Exercise aim
Gather every line in the records below that contains the string "exact", and copy each one out verbatim.

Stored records
- Opening Delimiter -

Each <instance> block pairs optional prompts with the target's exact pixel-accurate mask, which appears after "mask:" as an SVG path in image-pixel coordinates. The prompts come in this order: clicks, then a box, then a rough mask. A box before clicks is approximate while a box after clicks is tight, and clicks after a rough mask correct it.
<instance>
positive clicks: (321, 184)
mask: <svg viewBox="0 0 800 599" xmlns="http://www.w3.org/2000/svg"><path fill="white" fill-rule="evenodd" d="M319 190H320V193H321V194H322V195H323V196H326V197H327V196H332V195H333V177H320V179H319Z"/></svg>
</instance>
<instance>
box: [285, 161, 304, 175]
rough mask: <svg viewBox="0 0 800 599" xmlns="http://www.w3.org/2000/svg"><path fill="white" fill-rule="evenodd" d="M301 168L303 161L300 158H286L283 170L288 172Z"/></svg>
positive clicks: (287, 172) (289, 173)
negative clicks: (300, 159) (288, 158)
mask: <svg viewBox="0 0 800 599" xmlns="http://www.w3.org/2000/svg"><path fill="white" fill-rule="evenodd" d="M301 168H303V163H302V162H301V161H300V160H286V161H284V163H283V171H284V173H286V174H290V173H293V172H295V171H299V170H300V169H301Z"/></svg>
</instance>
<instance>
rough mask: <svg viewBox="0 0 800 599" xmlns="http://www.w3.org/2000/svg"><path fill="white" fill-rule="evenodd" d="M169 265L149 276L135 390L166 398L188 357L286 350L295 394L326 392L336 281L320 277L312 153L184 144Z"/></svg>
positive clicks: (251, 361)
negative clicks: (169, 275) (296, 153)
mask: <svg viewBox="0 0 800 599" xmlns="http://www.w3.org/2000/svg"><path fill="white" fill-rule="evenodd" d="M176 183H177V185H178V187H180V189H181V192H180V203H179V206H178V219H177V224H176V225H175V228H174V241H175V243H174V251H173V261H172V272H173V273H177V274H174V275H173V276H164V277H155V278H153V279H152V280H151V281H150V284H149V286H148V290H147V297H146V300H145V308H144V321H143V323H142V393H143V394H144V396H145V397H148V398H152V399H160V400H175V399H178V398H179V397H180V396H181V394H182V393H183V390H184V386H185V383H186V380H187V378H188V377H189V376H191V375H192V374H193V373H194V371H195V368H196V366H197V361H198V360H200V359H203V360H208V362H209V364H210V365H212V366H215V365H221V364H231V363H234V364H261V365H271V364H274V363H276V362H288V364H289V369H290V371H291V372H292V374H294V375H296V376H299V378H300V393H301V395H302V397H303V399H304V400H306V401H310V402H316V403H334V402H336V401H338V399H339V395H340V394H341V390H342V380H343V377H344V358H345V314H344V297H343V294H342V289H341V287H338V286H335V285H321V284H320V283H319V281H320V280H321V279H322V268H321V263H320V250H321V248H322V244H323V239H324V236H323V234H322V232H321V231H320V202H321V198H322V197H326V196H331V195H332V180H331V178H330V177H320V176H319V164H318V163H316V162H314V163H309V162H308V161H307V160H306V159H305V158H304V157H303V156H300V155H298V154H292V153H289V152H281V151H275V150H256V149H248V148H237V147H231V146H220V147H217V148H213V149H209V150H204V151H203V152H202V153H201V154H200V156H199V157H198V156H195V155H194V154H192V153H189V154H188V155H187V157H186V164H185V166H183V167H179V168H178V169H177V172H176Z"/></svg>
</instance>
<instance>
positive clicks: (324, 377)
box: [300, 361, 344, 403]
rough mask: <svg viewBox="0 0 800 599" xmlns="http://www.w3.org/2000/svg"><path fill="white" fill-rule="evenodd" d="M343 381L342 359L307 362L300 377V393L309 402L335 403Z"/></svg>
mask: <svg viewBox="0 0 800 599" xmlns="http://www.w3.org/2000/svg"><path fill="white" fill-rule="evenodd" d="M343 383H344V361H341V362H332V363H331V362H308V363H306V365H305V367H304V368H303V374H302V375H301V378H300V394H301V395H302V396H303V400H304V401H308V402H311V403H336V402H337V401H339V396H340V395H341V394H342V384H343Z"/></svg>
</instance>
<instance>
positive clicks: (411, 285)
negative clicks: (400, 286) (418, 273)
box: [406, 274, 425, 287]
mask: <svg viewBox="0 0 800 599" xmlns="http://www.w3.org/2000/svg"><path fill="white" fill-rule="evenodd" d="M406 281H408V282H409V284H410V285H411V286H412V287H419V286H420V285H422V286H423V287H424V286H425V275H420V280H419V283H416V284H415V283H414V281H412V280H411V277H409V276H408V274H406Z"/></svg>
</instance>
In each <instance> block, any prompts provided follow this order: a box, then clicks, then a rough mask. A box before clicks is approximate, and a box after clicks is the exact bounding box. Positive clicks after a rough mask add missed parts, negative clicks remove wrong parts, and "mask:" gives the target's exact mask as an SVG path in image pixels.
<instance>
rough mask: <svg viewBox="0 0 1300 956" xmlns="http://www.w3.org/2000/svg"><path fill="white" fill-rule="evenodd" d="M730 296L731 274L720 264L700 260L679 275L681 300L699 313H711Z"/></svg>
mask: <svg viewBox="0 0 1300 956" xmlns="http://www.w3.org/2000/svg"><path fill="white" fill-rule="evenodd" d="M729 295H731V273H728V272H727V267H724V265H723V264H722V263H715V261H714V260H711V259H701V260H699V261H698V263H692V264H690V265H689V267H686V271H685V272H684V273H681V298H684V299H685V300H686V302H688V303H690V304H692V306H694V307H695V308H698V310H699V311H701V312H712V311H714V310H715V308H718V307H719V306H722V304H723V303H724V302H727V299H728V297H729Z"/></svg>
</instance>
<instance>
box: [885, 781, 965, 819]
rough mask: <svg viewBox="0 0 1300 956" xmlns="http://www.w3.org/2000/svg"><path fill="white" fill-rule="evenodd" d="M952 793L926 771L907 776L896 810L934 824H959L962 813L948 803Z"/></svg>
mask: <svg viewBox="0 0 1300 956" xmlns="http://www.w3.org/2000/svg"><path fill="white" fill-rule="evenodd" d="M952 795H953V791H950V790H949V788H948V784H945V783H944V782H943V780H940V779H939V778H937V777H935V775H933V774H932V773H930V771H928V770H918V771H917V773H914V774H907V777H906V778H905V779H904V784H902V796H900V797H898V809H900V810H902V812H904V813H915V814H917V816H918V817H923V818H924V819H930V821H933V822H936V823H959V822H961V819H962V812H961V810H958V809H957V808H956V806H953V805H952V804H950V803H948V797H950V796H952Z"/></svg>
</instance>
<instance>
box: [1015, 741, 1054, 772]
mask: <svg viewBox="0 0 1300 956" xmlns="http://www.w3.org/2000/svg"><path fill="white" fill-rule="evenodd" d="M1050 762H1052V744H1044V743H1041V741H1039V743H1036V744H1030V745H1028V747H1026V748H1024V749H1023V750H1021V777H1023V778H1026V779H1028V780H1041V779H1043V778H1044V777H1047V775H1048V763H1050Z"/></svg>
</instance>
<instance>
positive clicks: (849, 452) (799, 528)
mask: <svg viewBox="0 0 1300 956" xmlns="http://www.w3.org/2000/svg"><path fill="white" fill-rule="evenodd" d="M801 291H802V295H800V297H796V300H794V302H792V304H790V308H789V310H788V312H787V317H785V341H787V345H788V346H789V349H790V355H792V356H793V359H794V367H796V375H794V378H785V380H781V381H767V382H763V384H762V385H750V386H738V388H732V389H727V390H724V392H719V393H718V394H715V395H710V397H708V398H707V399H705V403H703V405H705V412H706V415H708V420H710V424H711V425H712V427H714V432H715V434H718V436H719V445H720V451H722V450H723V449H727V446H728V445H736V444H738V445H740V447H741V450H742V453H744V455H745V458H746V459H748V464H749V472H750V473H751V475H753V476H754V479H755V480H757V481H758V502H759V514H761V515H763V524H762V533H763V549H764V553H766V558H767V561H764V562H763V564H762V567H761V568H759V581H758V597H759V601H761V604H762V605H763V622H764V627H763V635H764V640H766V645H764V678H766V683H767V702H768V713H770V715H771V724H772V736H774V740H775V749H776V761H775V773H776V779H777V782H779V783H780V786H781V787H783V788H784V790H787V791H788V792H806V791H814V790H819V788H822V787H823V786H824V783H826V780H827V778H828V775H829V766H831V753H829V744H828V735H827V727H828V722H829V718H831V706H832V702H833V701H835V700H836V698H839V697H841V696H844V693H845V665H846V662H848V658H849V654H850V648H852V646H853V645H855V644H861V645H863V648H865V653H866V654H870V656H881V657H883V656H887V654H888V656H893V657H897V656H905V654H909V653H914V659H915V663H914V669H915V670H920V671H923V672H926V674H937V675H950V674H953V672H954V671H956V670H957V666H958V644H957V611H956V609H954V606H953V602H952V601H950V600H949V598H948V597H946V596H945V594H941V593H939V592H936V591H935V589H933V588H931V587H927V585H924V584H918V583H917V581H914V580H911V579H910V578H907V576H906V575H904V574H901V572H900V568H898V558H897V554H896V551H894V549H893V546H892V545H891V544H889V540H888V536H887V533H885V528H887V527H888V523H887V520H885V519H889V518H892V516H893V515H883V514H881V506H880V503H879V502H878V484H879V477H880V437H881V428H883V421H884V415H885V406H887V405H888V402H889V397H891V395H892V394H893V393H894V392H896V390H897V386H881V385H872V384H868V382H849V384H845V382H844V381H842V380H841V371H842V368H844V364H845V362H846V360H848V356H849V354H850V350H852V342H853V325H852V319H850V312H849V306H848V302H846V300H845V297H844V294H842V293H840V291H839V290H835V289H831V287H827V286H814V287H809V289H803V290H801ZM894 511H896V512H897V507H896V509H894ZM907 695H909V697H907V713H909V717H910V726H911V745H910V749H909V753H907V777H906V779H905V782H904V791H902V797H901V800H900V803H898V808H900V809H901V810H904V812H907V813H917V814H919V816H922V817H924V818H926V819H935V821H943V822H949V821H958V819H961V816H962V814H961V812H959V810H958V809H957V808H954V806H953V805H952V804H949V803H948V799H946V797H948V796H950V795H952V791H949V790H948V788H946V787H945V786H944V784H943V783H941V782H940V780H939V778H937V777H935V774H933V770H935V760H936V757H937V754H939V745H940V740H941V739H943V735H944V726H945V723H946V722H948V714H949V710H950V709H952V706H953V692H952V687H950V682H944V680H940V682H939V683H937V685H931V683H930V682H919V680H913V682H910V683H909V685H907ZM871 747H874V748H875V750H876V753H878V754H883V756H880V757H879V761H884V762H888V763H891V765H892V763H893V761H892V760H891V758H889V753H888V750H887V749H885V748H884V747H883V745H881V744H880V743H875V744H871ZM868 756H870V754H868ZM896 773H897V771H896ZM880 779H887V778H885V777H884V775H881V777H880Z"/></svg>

- Closing Delimiter -

Response below
Each <instance> block pairs optional prompts with the target's exact pixel-accurate mask, which appears after "mask:" as an SVG path in image-pixel coordinates. The prompts come in this order: clicks, then a box, then a rough mask. A box before clicks is approximate while a box after clicks is tight, and clicks after a rough mask correct it.
In each <instance> block, any prompts provided follow this order: a box, then clicks, then a rough mask. A box before clicks is approximate, and a box after clicks is the exact bounding box. Positive clicks after a rough mask add missed parts, negative clicks remove wrong parts, and "mask:" gives the target's exact mask as an SVG path in image pixels.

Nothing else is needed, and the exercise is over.